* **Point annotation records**
'''

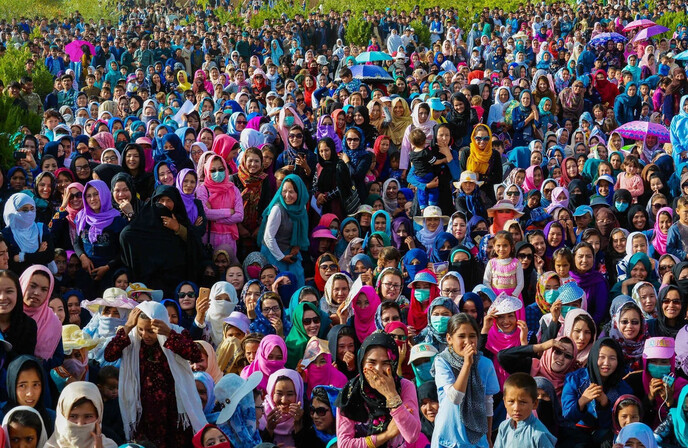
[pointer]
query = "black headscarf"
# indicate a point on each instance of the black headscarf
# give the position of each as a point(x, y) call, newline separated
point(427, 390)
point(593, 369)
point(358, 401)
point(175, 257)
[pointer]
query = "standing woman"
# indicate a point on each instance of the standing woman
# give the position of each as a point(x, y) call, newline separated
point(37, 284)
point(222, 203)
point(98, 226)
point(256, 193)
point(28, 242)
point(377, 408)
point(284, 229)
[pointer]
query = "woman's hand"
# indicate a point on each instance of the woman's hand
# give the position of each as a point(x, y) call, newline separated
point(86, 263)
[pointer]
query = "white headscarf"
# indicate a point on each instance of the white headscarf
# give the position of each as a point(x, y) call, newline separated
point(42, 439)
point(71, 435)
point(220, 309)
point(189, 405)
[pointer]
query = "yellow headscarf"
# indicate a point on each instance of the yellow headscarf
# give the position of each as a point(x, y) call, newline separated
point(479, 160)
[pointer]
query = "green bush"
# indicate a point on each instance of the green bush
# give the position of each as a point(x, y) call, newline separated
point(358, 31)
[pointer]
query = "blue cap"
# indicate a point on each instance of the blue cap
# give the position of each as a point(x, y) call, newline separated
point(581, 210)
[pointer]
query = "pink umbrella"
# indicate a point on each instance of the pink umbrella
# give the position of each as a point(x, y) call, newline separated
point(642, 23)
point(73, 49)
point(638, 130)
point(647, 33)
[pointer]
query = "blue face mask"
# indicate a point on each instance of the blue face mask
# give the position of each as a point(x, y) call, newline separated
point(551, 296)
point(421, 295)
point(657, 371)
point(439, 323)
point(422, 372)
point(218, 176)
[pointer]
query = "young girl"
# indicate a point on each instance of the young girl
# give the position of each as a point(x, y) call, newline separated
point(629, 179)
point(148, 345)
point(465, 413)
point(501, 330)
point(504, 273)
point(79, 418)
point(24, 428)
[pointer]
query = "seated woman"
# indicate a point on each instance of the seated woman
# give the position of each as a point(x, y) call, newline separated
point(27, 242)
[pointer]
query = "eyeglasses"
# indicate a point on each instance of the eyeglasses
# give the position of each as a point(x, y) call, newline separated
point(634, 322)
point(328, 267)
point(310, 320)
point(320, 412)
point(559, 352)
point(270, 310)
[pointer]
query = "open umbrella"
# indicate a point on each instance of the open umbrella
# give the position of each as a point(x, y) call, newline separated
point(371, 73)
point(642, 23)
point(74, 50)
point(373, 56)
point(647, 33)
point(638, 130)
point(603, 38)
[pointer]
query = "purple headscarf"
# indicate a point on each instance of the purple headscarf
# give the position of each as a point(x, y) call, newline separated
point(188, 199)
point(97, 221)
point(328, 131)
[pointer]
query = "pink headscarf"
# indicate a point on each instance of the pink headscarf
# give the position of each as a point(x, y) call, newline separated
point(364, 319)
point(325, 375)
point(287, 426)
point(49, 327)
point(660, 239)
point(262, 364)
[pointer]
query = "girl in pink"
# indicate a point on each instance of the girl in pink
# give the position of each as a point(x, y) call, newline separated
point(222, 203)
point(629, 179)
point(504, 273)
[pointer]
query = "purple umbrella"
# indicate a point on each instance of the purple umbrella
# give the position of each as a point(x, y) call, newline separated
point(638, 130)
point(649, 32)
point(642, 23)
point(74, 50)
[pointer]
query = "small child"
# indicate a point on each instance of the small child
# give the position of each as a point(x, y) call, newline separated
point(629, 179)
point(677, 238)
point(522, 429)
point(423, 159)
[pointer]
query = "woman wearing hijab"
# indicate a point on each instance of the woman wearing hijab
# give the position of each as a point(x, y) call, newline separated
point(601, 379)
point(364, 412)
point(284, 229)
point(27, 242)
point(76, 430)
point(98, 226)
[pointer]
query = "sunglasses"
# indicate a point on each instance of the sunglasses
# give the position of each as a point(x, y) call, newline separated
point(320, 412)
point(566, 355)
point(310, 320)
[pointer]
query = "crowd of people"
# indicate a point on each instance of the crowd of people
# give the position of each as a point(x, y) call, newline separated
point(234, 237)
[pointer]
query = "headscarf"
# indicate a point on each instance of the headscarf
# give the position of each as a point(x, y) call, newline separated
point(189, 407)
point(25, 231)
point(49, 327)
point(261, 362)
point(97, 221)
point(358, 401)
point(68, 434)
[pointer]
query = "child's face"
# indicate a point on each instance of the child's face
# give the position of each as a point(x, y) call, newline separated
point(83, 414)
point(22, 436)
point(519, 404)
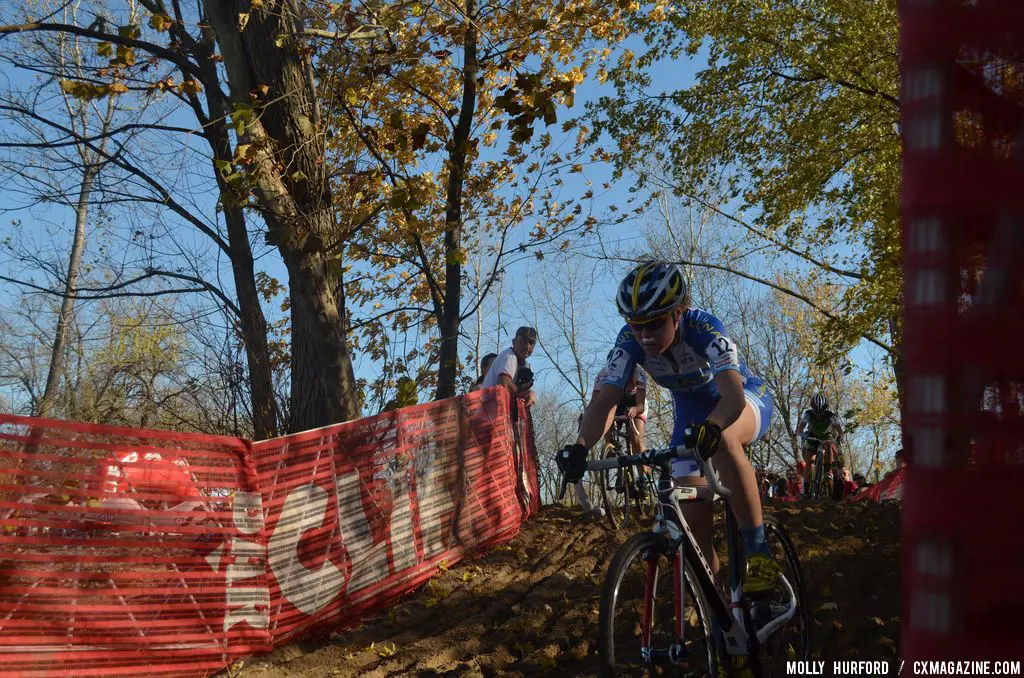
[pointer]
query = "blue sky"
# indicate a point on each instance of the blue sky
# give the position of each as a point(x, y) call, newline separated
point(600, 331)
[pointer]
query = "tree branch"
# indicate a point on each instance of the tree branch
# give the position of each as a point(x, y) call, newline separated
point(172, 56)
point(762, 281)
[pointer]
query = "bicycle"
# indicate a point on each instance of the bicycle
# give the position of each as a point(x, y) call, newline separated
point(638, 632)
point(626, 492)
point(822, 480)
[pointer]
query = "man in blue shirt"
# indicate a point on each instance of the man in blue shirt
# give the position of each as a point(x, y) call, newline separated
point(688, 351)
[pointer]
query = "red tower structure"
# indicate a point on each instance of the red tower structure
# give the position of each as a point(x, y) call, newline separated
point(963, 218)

'''
'''

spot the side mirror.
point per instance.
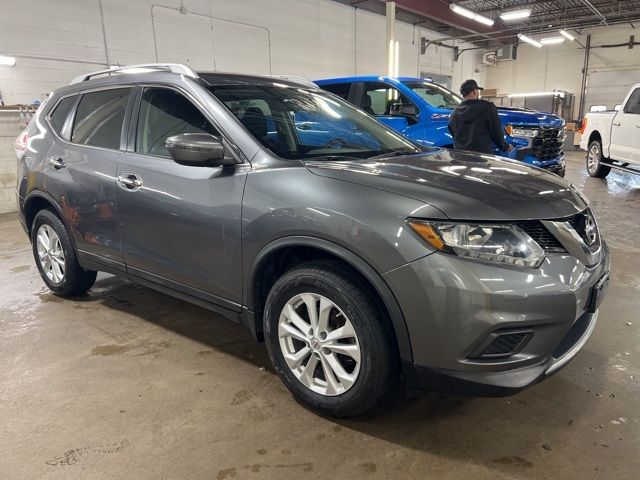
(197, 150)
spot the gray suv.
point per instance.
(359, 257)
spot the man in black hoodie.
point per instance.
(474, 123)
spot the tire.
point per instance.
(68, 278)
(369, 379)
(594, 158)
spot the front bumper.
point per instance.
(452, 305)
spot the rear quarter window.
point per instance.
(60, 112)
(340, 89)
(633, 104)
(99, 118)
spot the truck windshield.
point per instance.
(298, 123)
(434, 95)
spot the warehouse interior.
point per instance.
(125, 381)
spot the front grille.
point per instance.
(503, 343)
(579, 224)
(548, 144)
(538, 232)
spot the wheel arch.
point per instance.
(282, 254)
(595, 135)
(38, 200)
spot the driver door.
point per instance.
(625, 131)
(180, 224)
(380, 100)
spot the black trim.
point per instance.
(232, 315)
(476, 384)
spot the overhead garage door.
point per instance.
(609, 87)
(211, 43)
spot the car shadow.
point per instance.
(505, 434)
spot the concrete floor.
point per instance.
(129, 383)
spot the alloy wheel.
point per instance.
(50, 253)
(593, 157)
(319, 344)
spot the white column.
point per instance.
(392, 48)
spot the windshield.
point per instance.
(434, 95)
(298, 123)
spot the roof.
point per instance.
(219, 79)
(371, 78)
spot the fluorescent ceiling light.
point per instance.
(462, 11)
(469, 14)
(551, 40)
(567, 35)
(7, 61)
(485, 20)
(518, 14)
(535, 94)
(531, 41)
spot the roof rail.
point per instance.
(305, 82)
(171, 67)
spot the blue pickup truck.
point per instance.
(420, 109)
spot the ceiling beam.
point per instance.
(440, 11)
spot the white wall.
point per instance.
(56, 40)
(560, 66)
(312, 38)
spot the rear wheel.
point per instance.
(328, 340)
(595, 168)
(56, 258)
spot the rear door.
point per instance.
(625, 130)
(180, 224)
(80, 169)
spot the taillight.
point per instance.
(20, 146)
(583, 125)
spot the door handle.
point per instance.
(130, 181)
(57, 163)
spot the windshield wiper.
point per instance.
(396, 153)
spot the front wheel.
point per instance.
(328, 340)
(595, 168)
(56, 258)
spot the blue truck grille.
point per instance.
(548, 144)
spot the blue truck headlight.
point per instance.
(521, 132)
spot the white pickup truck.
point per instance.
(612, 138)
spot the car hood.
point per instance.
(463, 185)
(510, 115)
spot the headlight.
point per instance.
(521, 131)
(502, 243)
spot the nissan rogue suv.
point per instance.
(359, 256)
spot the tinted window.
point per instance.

'''

* **Stated task**
Pick out each line in the entries above that contains the word "bicycle", and copy those lines unchanged.

* **The result**
query = "bicycle"
# indicate a point on each instance of the bicycle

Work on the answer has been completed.